- _Extrait du document_:

--- --- ---

Les ombres chaudes du crépuscule
Gene Clark White light (1971, A&M Records)
En même temps qu’ils révolutionnèrent proprement la face du rock, les Byrds traversèrent les sixties en aéronef déglingué semant dans son sillage des pièces détachées comme autant d’étoiles filantes aspirées à leur tour par les vertiges ascensionnels. Je mentionnai il y a peu David Crosby mais, avant lui, Gene Clark fut éjecté hors du groupe, victime sans doute de la force centrifuge produite par ses incessantes voltiges. Il en était pourtant l’un des fondateurs, avec Roger McGuinn et lui offrit quelques uns de ses hauts faits sur la période 1964-1966 (Eight miles high notamment) avant que leurs chemins ne divergent, sous l’effet conjugué de sa phobie de l’avion et d’un isolement croissant, né pour partie des jalousies suscitées par le montant des royalties qui lui revenait. Clark n’allait pas rester longtemps inactif et dès 1967, il fit paraître un premier album plus que recommandable, Gene Clark with the Gosdin Brothers, dans une veine country-rock qu’il creusa encore davantage en s’associant avec Doug Dillard dans le duo Dillard & Clark pour deux albums parus entre 1968 et 1970. A nouveau seul, Gene Clark publia alors en 1971 ce formidable White light.

--- --- ---

Données de localisation par point pour chaque instance:
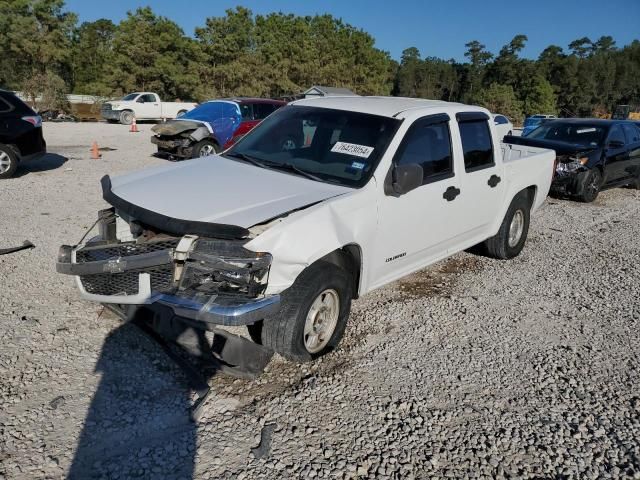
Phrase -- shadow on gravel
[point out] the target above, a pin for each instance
(138, 424)
(50, 161)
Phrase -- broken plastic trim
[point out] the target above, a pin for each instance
(170, 225)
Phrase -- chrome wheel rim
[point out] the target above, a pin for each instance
(5, 162)
(594, 185)
(207, 150)
(321, 320)
(516, 228)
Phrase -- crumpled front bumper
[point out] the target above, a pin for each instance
(215, 310)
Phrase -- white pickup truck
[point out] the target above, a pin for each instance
(281, 239)
(143, 106)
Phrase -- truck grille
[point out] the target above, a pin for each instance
(126, 283)
(93, 254)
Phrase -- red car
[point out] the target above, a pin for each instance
(212, 126)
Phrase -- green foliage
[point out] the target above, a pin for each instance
(45, 52)
(501, 99)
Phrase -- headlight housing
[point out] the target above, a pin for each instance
(223, 267)
(571, 164)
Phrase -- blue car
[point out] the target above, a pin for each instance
(533, 122)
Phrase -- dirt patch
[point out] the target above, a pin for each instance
(437, 280)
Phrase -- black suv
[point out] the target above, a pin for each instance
(20, 134)
(591, 154)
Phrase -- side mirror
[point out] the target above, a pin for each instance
(405, 178)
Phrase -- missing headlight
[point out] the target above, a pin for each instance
(219, 267)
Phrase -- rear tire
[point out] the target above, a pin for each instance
(8, 161)
(126, 117)
(589, 185)
(510, 239)
(313, 316)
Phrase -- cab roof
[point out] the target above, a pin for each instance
(384, 106)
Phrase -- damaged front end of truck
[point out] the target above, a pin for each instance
(185, 278)
(178, 137)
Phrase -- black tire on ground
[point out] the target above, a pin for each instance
(284, 333)
(589, 184)
(204, 148)
(8, 161)
(510, 239)
(126, 117)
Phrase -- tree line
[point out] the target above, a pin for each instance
(47, 52)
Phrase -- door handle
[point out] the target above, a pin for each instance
(451, 193)
(493, 181)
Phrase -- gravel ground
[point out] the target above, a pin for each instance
(473, 368)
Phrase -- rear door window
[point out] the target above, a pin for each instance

--- --- ---

- _Objet de la tâche_:
Recopiez intégralement et sans aucune modification le texte ci-dessus consacré à l'album White light de Gene Clark.

- _Solution proposée_:
Les ombres chaudes du crépuscule
Gene Clark White light (1971, A&M Records)
En même temps qu’ils révolutionnèrent proprement la face du rock, les Byrds traversèrent les sixties en aéronef déglingué semant dans son sillage des pièces détachées comme autant d’étoiles filantes aspirées à leur tour par les vertiges ascensionnels. Je mentionnai il y a peu David Crosby mais, avant lui, Gene Clark fut éjecté hors du groupe, victime sans doute de la force centrifuge produite par ses incessantes voltiges. Il en était pourtant l’un des fondateurs, avec Roger McGuinn et lui offrit quelques uns de ses hauts faits sur la période 1964-1966 (Eight miles high notamment) avant que leurs chemins ne divergent, sous l’effet conjugué de sa phobie de l’avion et d’un isolement croissant, né pour partie des jalousies suscitées par le montant des royalties qui lui revenait. Clark n’allait pas rester longtemps inactif et dès 1967, il fit paraître un premier album plus que recommandable, Gene Clark with the Gosdin Brothers, dans une veine country-rock qu’il creusa encore davantage en s’associant avec Doug Dillard dans le duo Dillard & Clark pour deux albums parus entre 1968 et 1970. A nouveau seul, Gene Clark publia alors en 1971 ce formidable White light.